• WHAT YOU SHOULD DO:
Would you please copy each line of the data in which the string "below" occurs?
•••
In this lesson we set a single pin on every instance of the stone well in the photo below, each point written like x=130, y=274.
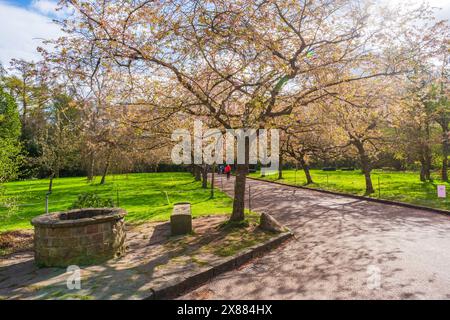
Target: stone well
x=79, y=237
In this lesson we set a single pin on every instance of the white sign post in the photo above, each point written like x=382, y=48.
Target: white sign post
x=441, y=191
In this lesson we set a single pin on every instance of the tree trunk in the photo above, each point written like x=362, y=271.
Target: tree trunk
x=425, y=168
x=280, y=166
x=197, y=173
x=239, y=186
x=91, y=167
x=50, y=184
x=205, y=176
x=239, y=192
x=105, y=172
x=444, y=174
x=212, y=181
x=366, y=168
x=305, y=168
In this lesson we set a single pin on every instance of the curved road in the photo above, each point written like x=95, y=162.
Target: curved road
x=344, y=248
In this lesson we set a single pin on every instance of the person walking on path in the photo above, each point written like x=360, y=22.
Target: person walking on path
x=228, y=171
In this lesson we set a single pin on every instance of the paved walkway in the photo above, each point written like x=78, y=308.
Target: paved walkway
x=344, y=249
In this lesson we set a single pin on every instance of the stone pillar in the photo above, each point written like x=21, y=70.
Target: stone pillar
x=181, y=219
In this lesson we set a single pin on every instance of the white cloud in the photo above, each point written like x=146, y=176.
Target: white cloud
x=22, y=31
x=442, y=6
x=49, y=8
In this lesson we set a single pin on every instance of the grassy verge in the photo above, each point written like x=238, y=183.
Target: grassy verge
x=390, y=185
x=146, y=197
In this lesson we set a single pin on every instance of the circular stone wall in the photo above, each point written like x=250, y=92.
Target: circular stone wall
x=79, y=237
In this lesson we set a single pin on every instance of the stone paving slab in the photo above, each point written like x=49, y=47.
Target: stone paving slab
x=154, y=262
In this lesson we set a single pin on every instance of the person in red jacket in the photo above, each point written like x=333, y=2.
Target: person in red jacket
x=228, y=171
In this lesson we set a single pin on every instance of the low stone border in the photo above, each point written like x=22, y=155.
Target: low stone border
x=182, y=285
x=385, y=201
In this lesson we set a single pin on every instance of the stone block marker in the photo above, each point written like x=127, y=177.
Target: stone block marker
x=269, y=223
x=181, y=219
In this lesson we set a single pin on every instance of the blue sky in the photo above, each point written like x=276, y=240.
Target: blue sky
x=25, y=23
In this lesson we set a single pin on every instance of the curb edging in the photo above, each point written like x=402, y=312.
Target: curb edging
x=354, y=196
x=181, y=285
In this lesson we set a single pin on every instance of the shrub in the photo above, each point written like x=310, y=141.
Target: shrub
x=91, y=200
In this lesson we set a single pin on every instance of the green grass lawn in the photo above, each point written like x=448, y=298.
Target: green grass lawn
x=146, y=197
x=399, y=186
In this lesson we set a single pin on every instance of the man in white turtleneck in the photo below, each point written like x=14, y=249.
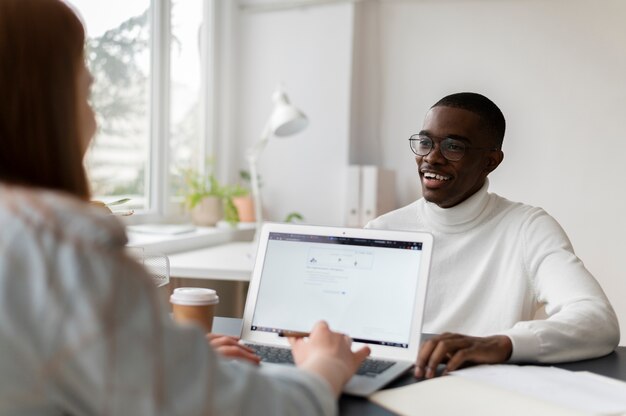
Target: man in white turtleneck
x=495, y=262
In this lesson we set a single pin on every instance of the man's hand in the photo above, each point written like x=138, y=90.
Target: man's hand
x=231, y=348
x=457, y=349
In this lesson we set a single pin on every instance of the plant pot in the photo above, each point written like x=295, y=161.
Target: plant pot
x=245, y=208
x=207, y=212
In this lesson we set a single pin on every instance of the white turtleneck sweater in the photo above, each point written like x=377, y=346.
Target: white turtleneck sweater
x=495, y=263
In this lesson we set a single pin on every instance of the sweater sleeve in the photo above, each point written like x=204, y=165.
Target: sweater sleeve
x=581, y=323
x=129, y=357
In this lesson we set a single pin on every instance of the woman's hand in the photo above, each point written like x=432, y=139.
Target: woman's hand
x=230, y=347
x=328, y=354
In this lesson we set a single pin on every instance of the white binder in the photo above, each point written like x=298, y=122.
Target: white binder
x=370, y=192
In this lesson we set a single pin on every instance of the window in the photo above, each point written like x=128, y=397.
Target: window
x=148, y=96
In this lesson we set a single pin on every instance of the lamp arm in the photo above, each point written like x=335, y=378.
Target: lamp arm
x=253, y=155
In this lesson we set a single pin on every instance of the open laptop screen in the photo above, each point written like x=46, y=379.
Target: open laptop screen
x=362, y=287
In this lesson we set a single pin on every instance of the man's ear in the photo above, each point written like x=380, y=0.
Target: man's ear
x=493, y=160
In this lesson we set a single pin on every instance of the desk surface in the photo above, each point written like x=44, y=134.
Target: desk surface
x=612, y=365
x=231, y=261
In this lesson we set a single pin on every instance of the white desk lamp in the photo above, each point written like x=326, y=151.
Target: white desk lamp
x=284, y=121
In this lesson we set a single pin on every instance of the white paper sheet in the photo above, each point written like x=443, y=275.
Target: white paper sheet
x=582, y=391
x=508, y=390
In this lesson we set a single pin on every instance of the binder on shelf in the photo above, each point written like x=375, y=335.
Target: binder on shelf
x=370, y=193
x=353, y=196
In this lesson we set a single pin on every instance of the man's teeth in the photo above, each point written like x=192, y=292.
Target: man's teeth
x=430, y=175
•••
• WRITTEN SOLUTION:
In this lesson we set a single pin on every instance of the stone well in the photo below, each point written like x=130, y=274.
In this lesson we set a single pin on every instance of the man in white turtleneck in the photo below, each point written like x=14, y=249.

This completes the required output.